* How to complete this task:
Transcribe each record precisely; images stay out.
[[ Input data open ]]
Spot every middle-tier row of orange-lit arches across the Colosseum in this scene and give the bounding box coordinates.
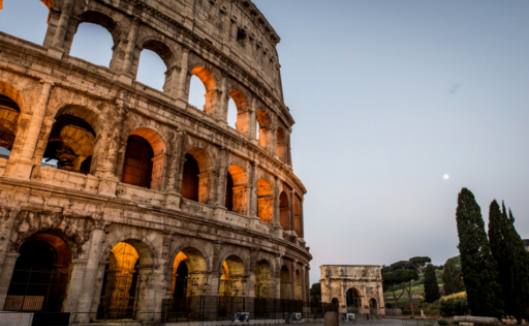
[0,86,302,236]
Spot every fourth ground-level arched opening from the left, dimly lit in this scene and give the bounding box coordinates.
[218,255,245,316]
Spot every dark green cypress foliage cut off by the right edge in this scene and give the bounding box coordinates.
[489,200,529,320]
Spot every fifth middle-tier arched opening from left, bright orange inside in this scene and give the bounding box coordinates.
[226,165,248,214]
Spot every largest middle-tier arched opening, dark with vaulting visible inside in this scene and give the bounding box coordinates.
[42,107,96,174]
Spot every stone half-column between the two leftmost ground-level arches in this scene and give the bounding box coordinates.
[74,229,105,323]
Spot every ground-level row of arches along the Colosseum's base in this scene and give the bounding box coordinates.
[4,230,305,319]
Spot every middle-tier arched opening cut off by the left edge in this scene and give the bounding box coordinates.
[0,94,20,157]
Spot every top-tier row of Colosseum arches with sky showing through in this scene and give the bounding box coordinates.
[0,2,290,163]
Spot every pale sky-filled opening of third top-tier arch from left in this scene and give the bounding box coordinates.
[136,49,167,91]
[[ Input data closed ]]
* Result:
Spot every middle-tier row of orange-lit arches across the Colosseum in this scene and give the bounding box coordinates.
[0,86,302,236]
Spot every fourth ground-level arched opening from the left, dimly lit in this scene and give the bounding box coordinates.
[218,255,245,316]
Spot every dark green cypress foliage cut off by the right edge in this scene and give the bounding box coordinates.
[489,200,529,320]
Spot every fifth middle-tier arched opening from left, bright orange inside in this scene and give the bounding box coordinates.
[226,165,248,214]
Spot every largest middle-tier arched opening, dark with vaulting visible inside in this scene and give the bounding box coordinates.
[42,107,96,174]
Spot every stone half-column between the two leftmost ground-level arches in this scene and give the bounding box coordinates.
[74,229,105,323]
Spot every ground-level row of arches along the Colosseum's base in this scene and give the bounding box coordinates.
[4,230,305,319]
Spot every middle-tier arched opening cut off by the left edge in this scene and give the bounding box coordinates.
[0,94,20,157]
Spot every top-tier row of Colosseum arches with sky showing through in this scene and give the bounding box coordinates.
[0,2,290,163]
Spot every pale sky-filled opening of third top-tier arch from left in this scene and give the bounding box coordinates.
[136,49,167,91]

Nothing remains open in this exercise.